## What is asked:
Starting with the line that contains "out the trash", reproduce each line through the end of the listing below, with no other output.

(Object location annotation data)
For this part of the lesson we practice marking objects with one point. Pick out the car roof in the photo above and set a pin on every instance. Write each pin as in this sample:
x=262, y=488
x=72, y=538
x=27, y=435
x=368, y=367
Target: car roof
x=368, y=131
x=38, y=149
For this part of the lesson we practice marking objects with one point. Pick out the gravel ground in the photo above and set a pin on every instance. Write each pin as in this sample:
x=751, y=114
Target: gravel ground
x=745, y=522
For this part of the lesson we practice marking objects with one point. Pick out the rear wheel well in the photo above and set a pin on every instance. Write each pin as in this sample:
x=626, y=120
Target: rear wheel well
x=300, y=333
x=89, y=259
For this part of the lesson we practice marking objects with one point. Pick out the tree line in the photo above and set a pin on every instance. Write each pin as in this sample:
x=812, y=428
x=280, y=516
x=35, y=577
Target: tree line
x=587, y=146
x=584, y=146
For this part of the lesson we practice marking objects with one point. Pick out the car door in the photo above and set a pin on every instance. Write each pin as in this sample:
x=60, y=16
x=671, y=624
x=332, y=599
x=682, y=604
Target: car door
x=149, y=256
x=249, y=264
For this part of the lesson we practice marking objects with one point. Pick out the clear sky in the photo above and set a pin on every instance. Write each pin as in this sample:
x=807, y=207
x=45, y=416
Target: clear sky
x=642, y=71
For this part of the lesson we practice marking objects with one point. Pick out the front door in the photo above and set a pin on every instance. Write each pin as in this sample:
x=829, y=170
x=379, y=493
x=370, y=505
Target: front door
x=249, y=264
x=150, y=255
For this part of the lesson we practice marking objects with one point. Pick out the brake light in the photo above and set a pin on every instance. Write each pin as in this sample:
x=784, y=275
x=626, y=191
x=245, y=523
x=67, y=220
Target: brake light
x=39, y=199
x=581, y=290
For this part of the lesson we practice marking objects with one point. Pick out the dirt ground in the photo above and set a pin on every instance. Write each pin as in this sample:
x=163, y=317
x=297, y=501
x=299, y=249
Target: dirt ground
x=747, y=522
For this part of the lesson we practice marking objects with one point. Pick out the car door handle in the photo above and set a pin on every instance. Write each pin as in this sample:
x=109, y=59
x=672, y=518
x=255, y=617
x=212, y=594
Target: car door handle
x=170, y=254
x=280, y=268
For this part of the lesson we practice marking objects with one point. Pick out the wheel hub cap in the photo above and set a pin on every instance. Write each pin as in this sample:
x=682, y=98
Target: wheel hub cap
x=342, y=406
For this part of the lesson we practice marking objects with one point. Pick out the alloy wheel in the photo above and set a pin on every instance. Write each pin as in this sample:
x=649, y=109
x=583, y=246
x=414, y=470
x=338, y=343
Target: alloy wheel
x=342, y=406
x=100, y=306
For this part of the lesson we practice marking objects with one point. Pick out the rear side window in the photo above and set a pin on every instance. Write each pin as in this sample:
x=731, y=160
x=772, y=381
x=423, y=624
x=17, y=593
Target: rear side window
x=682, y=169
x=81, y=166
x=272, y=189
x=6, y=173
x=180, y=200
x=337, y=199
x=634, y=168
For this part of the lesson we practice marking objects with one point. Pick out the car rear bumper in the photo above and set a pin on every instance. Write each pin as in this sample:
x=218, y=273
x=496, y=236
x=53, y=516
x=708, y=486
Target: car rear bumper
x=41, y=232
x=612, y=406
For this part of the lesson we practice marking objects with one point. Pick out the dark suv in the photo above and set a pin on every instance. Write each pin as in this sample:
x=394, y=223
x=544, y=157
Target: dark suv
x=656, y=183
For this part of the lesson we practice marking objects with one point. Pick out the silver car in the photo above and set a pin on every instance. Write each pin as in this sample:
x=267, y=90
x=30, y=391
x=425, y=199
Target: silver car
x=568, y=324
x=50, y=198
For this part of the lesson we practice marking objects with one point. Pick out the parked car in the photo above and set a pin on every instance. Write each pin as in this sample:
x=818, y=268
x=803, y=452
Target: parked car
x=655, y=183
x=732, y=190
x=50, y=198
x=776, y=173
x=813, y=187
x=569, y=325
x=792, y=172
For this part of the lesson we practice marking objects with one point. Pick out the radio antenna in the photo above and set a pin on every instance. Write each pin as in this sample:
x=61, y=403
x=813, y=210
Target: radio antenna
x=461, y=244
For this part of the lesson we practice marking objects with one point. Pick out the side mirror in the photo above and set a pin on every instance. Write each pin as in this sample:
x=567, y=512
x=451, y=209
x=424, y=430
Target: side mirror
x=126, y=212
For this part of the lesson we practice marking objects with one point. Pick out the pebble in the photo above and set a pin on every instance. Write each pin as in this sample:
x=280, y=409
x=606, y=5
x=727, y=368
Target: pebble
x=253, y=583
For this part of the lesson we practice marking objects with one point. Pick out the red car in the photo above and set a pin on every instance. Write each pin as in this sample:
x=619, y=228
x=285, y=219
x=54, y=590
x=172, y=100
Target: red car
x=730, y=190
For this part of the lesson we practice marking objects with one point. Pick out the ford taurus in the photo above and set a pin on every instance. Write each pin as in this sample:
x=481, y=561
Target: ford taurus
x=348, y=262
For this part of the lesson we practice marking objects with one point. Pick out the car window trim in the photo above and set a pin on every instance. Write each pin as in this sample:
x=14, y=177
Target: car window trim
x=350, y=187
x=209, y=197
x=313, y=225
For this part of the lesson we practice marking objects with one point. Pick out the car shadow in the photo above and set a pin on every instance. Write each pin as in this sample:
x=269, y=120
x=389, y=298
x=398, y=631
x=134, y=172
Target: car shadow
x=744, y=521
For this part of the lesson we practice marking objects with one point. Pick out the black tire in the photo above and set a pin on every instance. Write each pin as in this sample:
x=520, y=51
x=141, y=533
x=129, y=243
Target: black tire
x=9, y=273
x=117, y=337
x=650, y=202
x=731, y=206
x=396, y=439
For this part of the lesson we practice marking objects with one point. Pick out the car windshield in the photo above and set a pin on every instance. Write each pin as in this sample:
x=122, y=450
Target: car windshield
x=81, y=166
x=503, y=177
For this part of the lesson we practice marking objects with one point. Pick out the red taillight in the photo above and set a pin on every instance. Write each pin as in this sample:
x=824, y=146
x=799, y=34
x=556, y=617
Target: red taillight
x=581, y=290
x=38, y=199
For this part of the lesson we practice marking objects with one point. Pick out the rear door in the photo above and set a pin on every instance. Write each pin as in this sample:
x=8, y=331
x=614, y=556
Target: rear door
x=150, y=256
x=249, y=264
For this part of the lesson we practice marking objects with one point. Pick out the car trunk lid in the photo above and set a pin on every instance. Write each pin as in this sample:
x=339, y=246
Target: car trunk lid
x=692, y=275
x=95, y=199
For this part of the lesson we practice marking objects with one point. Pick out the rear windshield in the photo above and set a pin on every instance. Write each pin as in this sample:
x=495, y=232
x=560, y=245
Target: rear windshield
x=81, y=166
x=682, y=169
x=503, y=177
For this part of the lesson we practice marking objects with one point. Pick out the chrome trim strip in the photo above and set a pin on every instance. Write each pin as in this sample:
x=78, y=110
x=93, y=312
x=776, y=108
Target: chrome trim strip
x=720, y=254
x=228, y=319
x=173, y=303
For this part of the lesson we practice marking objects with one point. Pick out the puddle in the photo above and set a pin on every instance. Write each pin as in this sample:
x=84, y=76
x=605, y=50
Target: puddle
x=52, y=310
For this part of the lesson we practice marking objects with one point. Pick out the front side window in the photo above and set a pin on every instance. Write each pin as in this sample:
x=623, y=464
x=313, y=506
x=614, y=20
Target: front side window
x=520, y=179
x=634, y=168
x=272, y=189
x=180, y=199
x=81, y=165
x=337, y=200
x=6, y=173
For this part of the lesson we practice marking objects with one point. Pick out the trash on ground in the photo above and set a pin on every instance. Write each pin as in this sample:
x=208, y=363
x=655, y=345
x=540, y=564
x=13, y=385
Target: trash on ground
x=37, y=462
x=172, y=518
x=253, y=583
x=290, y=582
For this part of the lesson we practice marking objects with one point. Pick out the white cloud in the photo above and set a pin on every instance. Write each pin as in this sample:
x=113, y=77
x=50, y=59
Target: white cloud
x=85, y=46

## Reply to the task:
For this part of the lesson we practice marking objects with one point. Pick out the trash on ground in the photo above and set a pin on every instance. Write each pin as in this sample:
x=208, y=363
x=655, y=345
x=540, y=564
x=13, y=385
Target: trash on ground
x=37, y=462
x=172, y=518
x=253, y=583
x=290, y=582
For this part of the lesson we practice marking objects with one point. Pick out the white cloud in the photo above and set a pin on every instance. Write each pin as in this sample:
x=113, y=77
x=50, y=59
Target: white cloud
x=85, y=46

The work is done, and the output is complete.